=== DATA TO USE ===

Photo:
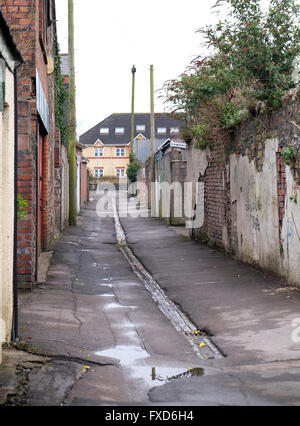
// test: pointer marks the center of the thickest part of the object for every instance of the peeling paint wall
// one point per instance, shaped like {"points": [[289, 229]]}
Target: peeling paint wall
{"points": [[255, 195], [251, 196], [7, 156]]}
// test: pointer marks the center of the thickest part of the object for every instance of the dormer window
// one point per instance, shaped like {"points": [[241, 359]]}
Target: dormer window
{"points": [[120, 152], [98, 152]]}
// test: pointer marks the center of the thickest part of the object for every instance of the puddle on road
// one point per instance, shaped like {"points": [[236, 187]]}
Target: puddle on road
{"points": [[106, 295], [111, 306], [129, 357], [160, 376]]}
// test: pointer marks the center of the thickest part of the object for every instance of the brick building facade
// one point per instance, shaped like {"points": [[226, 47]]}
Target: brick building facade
{"points": [[32, 24]]}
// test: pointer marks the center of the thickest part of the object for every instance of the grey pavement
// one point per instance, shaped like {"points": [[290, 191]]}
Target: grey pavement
{"points": [[91, 334]]}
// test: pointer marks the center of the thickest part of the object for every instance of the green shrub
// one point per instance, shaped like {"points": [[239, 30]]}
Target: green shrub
{"points": [[288, 154], [133, 167], [251, 63]]}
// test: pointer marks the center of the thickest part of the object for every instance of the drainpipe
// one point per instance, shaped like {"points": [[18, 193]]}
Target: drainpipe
{"points": [[15, 327], [37, 191]]}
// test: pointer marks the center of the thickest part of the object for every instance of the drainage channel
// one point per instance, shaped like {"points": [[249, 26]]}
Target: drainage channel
{"points": [[201, 344]]}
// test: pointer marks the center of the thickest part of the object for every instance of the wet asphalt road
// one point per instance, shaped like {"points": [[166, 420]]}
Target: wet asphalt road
{"points": [[111, 345], [95, 309]]}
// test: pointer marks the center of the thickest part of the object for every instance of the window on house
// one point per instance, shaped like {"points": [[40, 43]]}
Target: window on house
{"points": [[120, 152], [98, 152], [121, 173], [99, 173]]}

===

- **GOAL OF THE EXERCISE**
Rewrite all the rows above with every "pointer" switched to "marker" and everything else left unchanged. Leave the pictures out of your answer.

- **RESULT OF THIS EXERCISE**
Photo:
// test: marker marks the center of the thickest part of the object for every instance of the peeling paint wall
// one point per instance, shaped like {"points": [[289, 229]]}
Target: peeling paint wall
{"points": [[255, 195], [251, 196], [7, 156]]}
// test: marker marks the center of the thickest part of the object for every instance of the dormer window
// one point per instance, shaped like {"points": [[241, 359]]}
Target: dormer window
{"points": [[120, 152], [98, 152]]}
// test: marker marks the center of the thickest part of the object for every instance of the puddle on road
// one point per instance, shaped like {"points": [[236, 187]]}
Target: puddle on road
{"points": [[106, 295], [111, 306], [129, 357], [160, 376]]}
// test: marker marks the center of the thickest part of the object for every instance of the brick building facade
// one point per instance, shaped like {"points": [[226, 47]]}
Target: brick building facade
{"points": [[32, 24]]}
// test: marker marks the center of the thickest part of the object for every instance of the grey pavement
// one point per instance, shaped like {"points": [[290, 191]]}
Target: grey pavement
{"points": [[91, 334]]}
// test: marker marks the center of the thickest part of the object for every instance of the green shrub
// one point per instance, shaped like {"points": [[239, 30]]}
Target: green shrub
{"points": [[288, 154], [133, 167], [251, 63]]}
// test: marker marks the center of the thickest part of the object for every instance of the drainpipe
// one point per instance, shaped like {"points": [[18, 193]]}
Target: drainpipe
{"points": [[15, 327], [37, 191]]}
// test: marker marks the center of the thickest part of the object for every instance of the drainage channel
// one point per instance, shaped like {"points": [[249, 26]]}
Target: drainage channel
{"points": [[201, 344]]}
// test: marker marks the center of the thickest part of the object for every instance of the wet asphalt road
// one point per instance, shaped like {"points": [[166, 420]]}
Target: wet asphalt road
{"points": [[111, 345], [95, 309]]}
// test: marker marks the center of the thickest part of the object for every instance of the window on house
// one point per instance, shaped like {"points": [[40, 43]]}
Target: window on house
{"points": [[120, 152], [98, 152], [121, 173], [99, 173]]}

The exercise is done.